**Your task**
Please restate the data below word for word, omitting all images.

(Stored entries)
◇ ◇ ◇
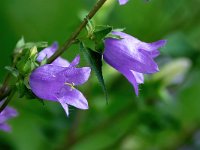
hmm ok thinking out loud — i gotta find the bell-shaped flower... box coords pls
[118,0,129,5]
[103,31,166,95]
[0,100,18,132]
[30,43,91,116]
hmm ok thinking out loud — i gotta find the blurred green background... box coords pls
[1,0,200,149]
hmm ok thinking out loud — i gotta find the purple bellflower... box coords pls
[118,0,129,5]
[103,31,166,95]
[0,100,18,132]
[30,43,91,116]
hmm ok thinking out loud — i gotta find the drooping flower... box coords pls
[118,0,129,5]
[0,100,18,132]
[29,43,91,116]
[103,31,166,95]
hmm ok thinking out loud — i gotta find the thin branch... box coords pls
[0,0,108,111]
[47,0,108,63]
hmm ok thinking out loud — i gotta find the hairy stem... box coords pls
[47,0,108,63]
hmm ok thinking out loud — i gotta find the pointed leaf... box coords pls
[80,42,108,103]
[93,25,113,41]
[15,37,25,48]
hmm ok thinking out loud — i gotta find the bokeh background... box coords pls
[1,0,200,149]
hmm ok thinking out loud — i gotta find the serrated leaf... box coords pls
[80,42,108,103]
[5,66,19,78]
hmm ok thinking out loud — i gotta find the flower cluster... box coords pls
[28,1,166,116]
[0,0,166,132]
◇ ◇ ◇
**Task solution**
hmm ok thinking out loud — i gotta find the bell-shaped flower... box coords pls
[118,0,129,5]
[103,31,166,95]
[0,100,18,132]
[30,43,91,116]
hmm ok thinking out loud — i gotta find the blurred green background... box coords pls
[1,0,200,149]
hmm ok thinking out loud — i gotta find the purple bellflower... box coords pls
[118,0,129,5]
[103,31,166,95]
[0,100,18,132]
[30,43,91,116]
hmm ok thinking out loud — i gotta find the drooping flower... box coords pls
[118,0,129,5]
[0,100,18,132]
[29,43,91,116]
[103,31,166,95]
hmm ok thinking out loud — i gotta find the thin branch... box coords pls
[0,0,108,111]
[47,0,108,63]
hmm ok thinking out loud — i gotta find the hairy stem... box coords pls
[47,0,108,63]
hmm ok thinking out loud — i gotta find the pointed leaf... box coords pls
[80,42,108,103]
[93,25,113,41]
[15,37,25,48]
hmm ok thinking out loud — i gotta find the bokeh background... box coords pls
[1,0,200,149]
hmm ok thinking out loud — i gotta find the serrated leaf... box coords pls
[80,42,108,103]
[5,66,19,78]
hmm ok thinking out loud — i gotta find the flower cluster... box coords pls
[28,1,166,116]
[0,0,166,132]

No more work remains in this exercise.